§ OBJECTIVE: Repeat every record below exactly as written.

§ SUPPLIED DATA:
━━━━━━━━━━
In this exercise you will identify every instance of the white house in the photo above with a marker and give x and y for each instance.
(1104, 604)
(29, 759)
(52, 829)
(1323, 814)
━━━━━━━━━━
§ TASK SOLUTION:
In this exercise you will identify every instance of the white house in the photo above with a marker and give x and y for each instance.
(1104, 604)
(29, 759)
(52, 829)
(1323, 814)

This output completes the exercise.